------ DATASET EXCERPTS ------
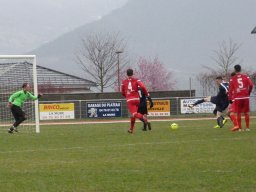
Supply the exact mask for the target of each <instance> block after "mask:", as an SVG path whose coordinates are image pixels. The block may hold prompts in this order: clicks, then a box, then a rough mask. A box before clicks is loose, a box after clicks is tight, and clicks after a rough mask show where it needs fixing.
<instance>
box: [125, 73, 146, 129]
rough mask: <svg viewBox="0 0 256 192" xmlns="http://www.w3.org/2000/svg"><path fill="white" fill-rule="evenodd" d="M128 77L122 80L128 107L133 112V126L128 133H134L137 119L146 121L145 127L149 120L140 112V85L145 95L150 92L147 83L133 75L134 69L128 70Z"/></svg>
mask: <svg viewBox="0 0 256 192" xmlns="http://www.w3.org/2000/svg"><path fill="white" fill-rule="evenodd" d="M127 76H128V78H127V79H125V80H123V81H122V95H123V96H124V97H125V98H126V101H127V107H128V109H129V111H130V113H131V127H130V129H129V130H128V133H133V129H134V124H135V119H136V118H137V119H140V120H141V121H142V122H143V123H144V129H146V128H147V124H148V120H147V118H146V117H144V116H143V115H142V114H141V113H138V107H139V104H140V97H139V93H138V87H140V88H141V89H142V91H143V92H144V93H145V95H146V96H147V97H148V96H149V93H148V91H147V89H146V87H145V85H144V84H143V83H142V82H141V81H140V80H139V79H136V78H134V77H133V70H132V69H128V70H127Z"/></svg>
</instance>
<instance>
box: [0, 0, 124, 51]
mask: <svg viewBox="0 0 256 192" xmlns="http://www.w3.org/2000/svg"><path fill="white" fill-rule="evenodd" d="M127 1H128V0H0V54H22V53H26V52H28V51H30V50H32V49H34V48H36V47H39V46H40V45H41V44H42V43H45V42H48V41H51V40H53V39H55V38H56V37H58V36H60V35H62V34H63V33H66V32H69V31H71V30H73V29H74V28H76V27H78V26H80V25H83V24H86V23H88V22H92V21H95V20H97V19H100V18H101V17H102V16H104V15H105V14H107V13H109V12H111V11H112V10H114V9H117V8H119V7H121V6H123V5H124V4H125V3H126V2H127Z"/></svg>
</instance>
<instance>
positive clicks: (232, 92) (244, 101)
mask: <svg viewBox="0 0 256 192" xmlns="http://www.w3.org/2000/svg"><path fill="white" fill-rule="evenodd" d="M234 69H235V73H236V75H235V76H234V77H232V78H231V79H230V84H229V92H228V93H229V100H230V101H231V103H232V102H233V107H234V108H233V111H234V114H233V115H232V119H233V124H234V127H233V128H232V129H231V130H232V131H237V130H239V128H241V113H244V115H245V124H246V130H248V131H249V130H250V116H249V111H250V103H249V102H250V101H249V98H250V94H251V92H252V88H253V84H252V81H251V79H250V78H249V77H248V76H247V75H245V74H242V73H241V66H240V65H235V66H234ZM239 126H240V127H239Z"/></svg>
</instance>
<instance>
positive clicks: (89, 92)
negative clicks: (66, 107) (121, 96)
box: [0, 62, 97, 93]
mask: <svg viewBox="0 0 256 192" xmlns="http://www.w3.org/2000/svg"><path fill="white" fill-rule="evenodd" d="M32 66H33V65H32V64H31V63H29V62H13V63H0V90H2V91H3V90H8V92H9V91H14V90H15V89H16V90H17V89H20V88H21V85H22V84H23V83H24V82H29V83H32V82H33V75H32ZM37 84H38V91H39V92H42V93H91V92H92V90H91V88H93V87H96V86H97V84H96V83H95V82H93V81H90V80H87V79H84V78H81V77H77V76H74V75H70V74H67V73H62V72H59V71H56V70H53V69H49V68H46V67H42V66H38V65H37ZM7 86H9V87H11V89H10V88H6V87H7Z"/></svg>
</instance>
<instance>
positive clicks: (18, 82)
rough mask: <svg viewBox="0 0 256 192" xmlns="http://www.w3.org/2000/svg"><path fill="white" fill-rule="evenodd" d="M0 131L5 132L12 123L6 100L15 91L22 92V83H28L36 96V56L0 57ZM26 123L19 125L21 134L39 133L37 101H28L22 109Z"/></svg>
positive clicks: (36, 73) (36, 76)
mask: <svg viewBox="0 0 256 192" xmlns="http://www.w3.org/2000/svg"><path fill="white" fill-rule="evenodd" d="M0 82H1V84H0V101H1V102H0V109H1V112H0V129H1V131H2V130H4V131H6V130H7V129H8V128H9V127H10V126H11V125H12V124H13V122H14V118H13V116H12V114H11V110H10V107H8V106H7V105H8V99H9V97H10V96H11V94H13V93H14V92H16V91H20V90H22V84H23V83H29V84H30V85H31V87H32V90H31V92H32V93H33V94H35V95H37V73H36V56H34V55H0ZM22 109H23V111H24V112H25V114H26V118H27V119H26V121H25V122H24V123H22V124H21V125H20V129H22V130H23V132H35V131H36V132H40V129H39V116H38V101H37V100H36V101H32V100H29V101H27V102H25V103H24V106H23V107H22Z"/></svg>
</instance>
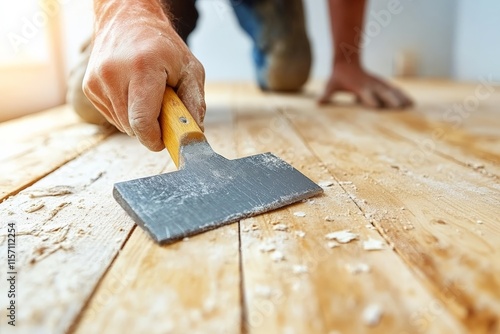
------
Quote the data above from the line containing "box: [0, 62, 97, 93]" to the line containing "131L5 132L12 123L6", inclusive, and stop.

* SOLUTION BELOW *
box: [0, 62, 97, 93]
mask: <svg viewBox="0 0 256 192" xmlns="http://www.w3.org/2000/svg"><path fill="white" fill-rule="evenodd" d="M32 66H33V65H32V64H31V63H29V62H13V63H0V90H2V91H3V90H8V92H9V91H14V90H15V89H16V90H17V89H20V88H21V85H22V84H23V83H24V82H29V83H32V82H33V75H32ZM37 84H38V91H39V92H42V93H91V92H92V90H91V88H93V87H96V86H97V84H96V83H95V82H93V81H90V80H87V79H84V78H81V77H77V76H74V75H70V74H67V73H62V72H59V71H56V70H53V69H49V68H46V67H42V66H38V65H37ZM7 86H9V87H11V89H10V88H6V87H7Z"/></svg>
</instance>
<instance>
positive clicks: (18, 82)
rough mask: <svg viewBox="0 0 256 192" xmlns="http://www.w3.org/2000/svg"><path fill="white" fill-rule="evenodd" d="M0 131L5 132L12 123L6 100L15 91L22 92V83H28L36 96V56L0 57ZM26 123L19 125L21 134L39 133L37 101H28L22 109Z"/></svg>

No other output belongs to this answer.